■ About this exercise ■
Pictures are to be left out, and every entry repeated exactly.

■ Supplied records ■
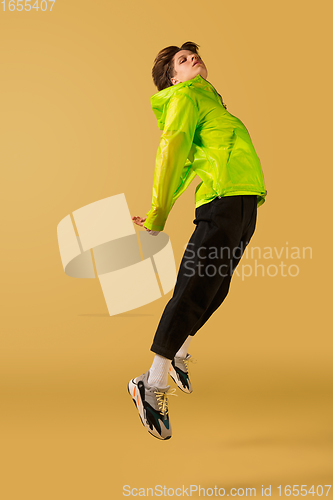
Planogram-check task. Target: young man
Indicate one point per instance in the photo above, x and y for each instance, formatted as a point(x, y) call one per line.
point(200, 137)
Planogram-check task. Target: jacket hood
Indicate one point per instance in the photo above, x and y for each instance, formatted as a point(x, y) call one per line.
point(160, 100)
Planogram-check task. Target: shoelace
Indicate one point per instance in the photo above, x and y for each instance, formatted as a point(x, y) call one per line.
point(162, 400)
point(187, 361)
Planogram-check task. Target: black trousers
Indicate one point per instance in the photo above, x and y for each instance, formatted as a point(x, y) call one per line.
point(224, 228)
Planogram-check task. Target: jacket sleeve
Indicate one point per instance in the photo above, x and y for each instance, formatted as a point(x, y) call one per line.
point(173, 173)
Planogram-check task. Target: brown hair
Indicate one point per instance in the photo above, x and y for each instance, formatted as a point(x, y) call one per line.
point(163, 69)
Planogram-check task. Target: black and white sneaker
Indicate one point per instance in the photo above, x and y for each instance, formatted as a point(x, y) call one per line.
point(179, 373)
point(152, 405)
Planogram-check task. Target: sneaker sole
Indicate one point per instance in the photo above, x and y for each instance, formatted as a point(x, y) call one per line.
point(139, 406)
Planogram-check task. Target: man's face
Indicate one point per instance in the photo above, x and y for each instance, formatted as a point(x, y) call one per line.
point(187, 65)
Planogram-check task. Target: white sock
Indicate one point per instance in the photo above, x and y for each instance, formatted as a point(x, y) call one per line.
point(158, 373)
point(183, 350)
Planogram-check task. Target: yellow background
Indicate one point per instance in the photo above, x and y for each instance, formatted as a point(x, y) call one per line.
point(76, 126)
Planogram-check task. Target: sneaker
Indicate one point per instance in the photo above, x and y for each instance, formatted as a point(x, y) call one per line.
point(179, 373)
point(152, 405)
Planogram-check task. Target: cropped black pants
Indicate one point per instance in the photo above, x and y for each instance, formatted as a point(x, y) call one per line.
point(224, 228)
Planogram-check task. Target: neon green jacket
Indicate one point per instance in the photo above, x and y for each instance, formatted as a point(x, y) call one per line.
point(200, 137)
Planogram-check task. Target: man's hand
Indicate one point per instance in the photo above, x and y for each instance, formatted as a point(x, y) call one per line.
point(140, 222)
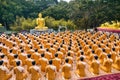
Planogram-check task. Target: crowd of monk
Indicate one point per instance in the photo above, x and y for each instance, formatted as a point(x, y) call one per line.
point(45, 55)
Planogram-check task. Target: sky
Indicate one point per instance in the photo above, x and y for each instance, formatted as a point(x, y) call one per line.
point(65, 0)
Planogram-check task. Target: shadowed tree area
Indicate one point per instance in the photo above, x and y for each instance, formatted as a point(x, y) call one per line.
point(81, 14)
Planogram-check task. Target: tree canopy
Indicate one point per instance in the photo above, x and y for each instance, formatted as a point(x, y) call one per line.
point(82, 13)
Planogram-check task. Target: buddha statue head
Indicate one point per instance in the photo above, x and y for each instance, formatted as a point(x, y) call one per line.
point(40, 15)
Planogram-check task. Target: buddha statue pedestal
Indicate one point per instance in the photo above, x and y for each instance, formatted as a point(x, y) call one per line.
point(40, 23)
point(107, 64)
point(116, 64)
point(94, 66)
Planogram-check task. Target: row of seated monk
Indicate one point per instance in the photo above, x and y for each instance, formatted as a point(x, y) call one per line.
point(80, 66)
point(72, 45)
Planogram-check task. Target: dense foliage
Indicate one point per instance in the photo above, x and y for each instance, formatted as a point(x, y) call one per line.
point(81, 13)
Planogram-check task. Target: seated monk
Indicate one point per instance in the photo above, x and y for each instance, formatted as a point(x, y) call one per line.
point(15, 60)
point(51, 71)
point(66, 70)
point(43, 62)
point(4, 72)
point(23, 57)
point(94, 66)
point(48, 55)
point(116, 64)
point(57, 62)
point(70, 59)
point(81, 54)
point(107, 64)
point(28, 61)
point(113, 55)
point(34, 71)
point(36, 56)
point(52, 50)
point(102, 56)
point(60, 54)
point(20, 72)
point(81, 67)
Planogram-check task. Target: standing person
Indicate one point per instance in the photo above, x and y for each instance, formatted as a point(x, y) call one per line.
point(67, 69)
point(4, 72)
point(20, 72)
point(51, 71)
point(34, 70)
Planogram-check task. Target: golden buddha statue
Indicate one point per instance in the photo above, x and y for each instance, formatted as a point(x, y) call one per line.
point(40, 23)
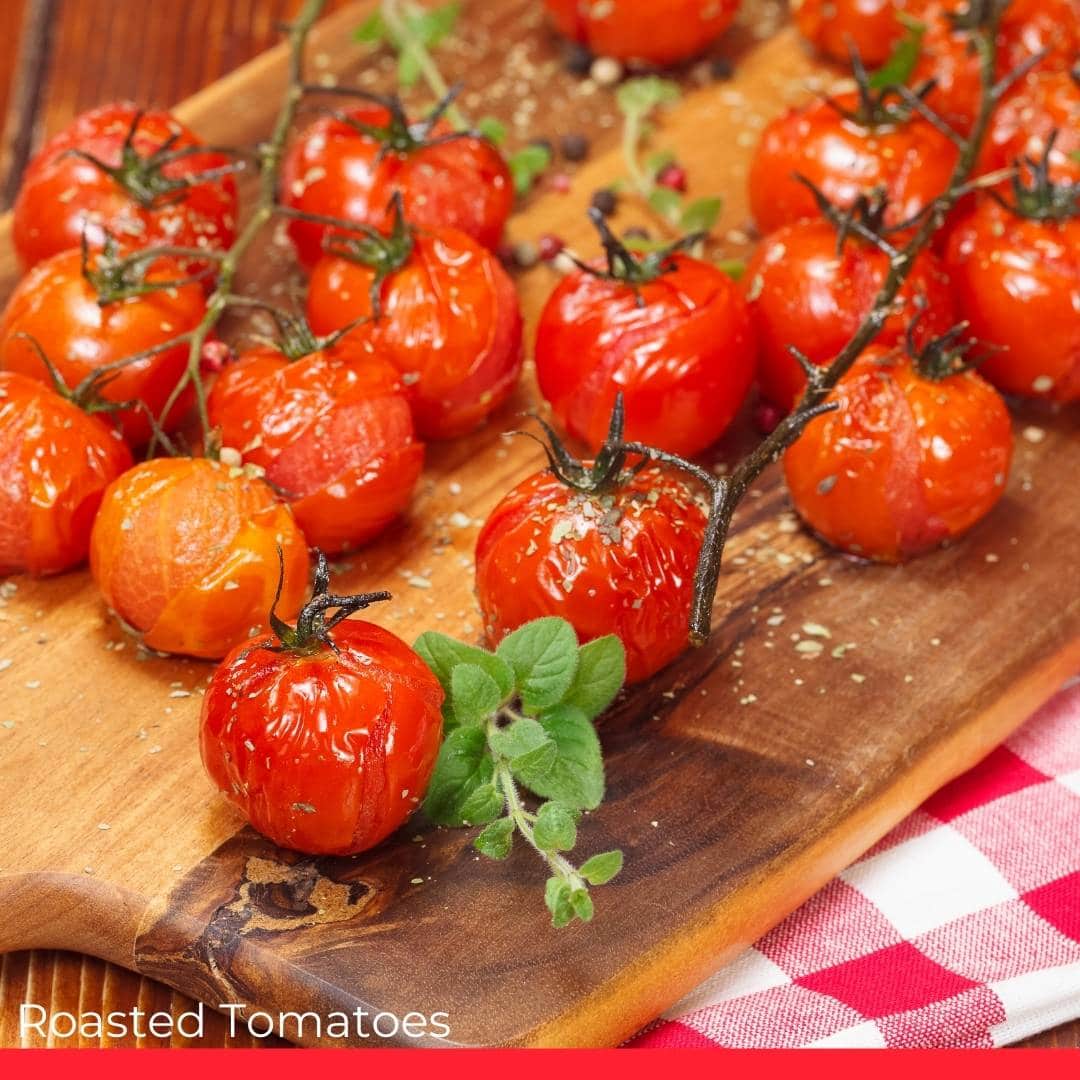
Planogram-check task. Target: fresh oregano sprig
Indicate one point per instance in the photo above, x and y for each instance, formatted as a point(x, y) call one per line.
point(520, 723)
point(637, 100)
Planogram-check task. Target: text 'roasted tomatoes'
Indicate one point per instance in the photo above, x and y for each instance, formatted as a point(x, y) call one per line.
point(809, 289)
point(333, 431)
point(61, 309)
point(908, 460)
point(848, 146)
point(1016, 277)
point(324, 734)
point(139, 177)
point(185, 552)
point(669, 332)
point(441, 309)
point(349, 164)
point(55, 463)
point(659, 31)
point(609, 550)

■ Problem solution ■
Planogram-check task. Target: young man
Indicate one point per instance in the photo above, x and y for each instance, formatted as a point(x, y) call one per line.
point(200, 137)
Planogram-check task. Target: jacket hood
Indicate one point per instance in the photo above, x and y for each instance, formatted as a point(x, y) call one per line.
point(160, 100)
Planogram-check task. Target: shoelace
Indicate one point per instance in the photo above, x and y for each instance, formatted as a point(x, y) call one per line.
point(162, 400)
point(187, 361)
Planogram-check task. Target: black trousers
Indicate one point per instance in the photo above, x and y for each instance, formatted as a point(x, y) call one per line.
point(224, 228)
Planogram-check task. Target: jacket sleeve
Indicate one point per instance in the photo above, x and y for each instance, formatted as a point(x, y) call one per line.
point(173, 173)
Planogram-check task. Target: brown hair
Indicate one point per instance in the photo above, x and y for each instance, formatted as a point(x, y) call one per line.
point(163, 69)
Planogram-check task. Target: black and white sneaker
Indicate one point per instance in the photo above, x and y for each instance, formatted as a point(x, y) call one per line.
point(179, 373)
point(152, 405)
Planogram-check task. Target: sneaker sole
Indicate one point per instance in the photo above, x and y for each instance, formatted as a point(x, y) call one per line.
point(139, 406)
Planogram-check task. Target: man's face
Indicate one point per instance in the photo above, x and y for each instance, formatted as a point(x, y) call one per line.
point(187, 65)
Planogram-check task. Target: white sock
Indicate one point per instance in the photo above, x and y for each instance, formatted as a point(x, y) call one per line.
point(158, 373)
point(183, 350)
Planogram-check task. Target: yellow background
Indicate one point per instance in the photo above, x and y for each instance, formatted as a point(x, y) call one per line.
point(76, 126)
Planogram-check task. Target: sneaker
Indicate one point per instance in the photo above, x and y for each instance, formatted as a point(x, y) call one per line.
point(179, 373)
point(152, 405)
Planogram-check task. Target: cropped black pants
Indicate one point per instance in the photo above, x and y for each instance, formatted as a point(x, y) call one per line.
point(224, 228)
Planogram-check task. Target: neon green jacket
Indicate one point per instance in the photo above, x and y for each instance, formatted as a point(x, y) call one per line.
point(200, 137)
Planogram-check task. Target: man's hand
Indicate one point per instance in the photo above, x and y for each instance, formatted as a point(x, y) call one per line.
point(140, 222)
Planogram-check task. Target: crowd of monk
Indicate one point per instance in the photo above, x and y for each instance, formatted as a point(x, y) call one per line.
point(45, 55)
Planogram-check task. Target: sky
Indicate one point per instance in the photo above, x and y for each instance, formatted as a point(x, y) call one per line.
point(65, 0)
Planogram-check task. Target: shadowed tree area
Indicate one point per instance in the photo above, x and y for each instance, formatted as a point(x, y) call one per line.
point(81, 14)
Planogram-check task. Target: tree canopy
Indicate one point per instance in the photo above, x and y for each instance, formatted as a point(x, y) call one per line.
point(82, 13)
Planogram-check task. Target: buddha statue head
Indicate one point per instance in the photo above, x and y for each instance, formatted as a point(x, y) call one per line.
point(40, 15)
Planogram-check task. Target: buddha statue pedestal
Indicate one point per instance in the photo above, x and y for each instance, formatted as a point(x, y) call one per line.
point(40, 23)
point(107, 64)
point(116, 64)
point(94, 66)
Planogram-check task. Target: row of seated monk
Indicate one point per instance in the photo above, x and y for each instance, formatted as a point(x, y) call one per line.
point(80, 66)
point(72, 45)
Planogram-check task. Target: dense foliage
Indicate one point per instance in the photo above, x and y for each instance, formatted as a point(x, y) call one per line.
point(81, 13)
Planogram-check task. Target: seated monk
Indicate one point per instance in the photo above, x and y for each instance, formatted as a point(x, y) call one per line.
point(15, 60)
point(51, 71)
point(66, 70)
point(43, 62)
point(4, 72)
point(23, 57)
point(94, 66)
point(48, 55)
point(116, 64)
point(57, 62)
point(70, 59)
point(81, 54)
point(107, 64)
point(28, 61)
point(113, 55)
point(34, 71)
point(36, 56)
point(52, 50)
point(102, 56)
point(60, 54)
point(20, 72)
point(81, 67)
Planogram-check task. Target: standing person
Indicate one point per instance in the photo above, x and y for each instance, formatted as a point(x, y) call one per line.
point(67, 69)
point(4, 72)
point(20, 72)
point(51, 71)
point(34, 70)
Planogram-check task. Target: golden buddha statue
Indicate one point per instance in the photo above, x and y for each instance, formatted as a point(x, y) call one per line.
point(40, 23)
Planogram-check task. Target: fresh oregano sprig
Indicate one point per instance in the photo above, x and y for each instance, formatted as a point(x, y) call one per line.
point(520, 723)
point(637, 100)
Planogram-check task. Target: text 'roasted tomatoes'
Indicate one point per instance in the photo above, x and y for each instance, formatted as a point(x, y) call one per line.
point(809, 289)
point(333, 431)
point(61, 309)
point(908, 460)
point(848, 146)
point(1016, 277)
point(324, 734)
point(139, 177)
point(185, 552)
point(669, 332)
point(441, 309)
point(349, 164)
point(55, 463)
point(659, 31)
point(609, 550)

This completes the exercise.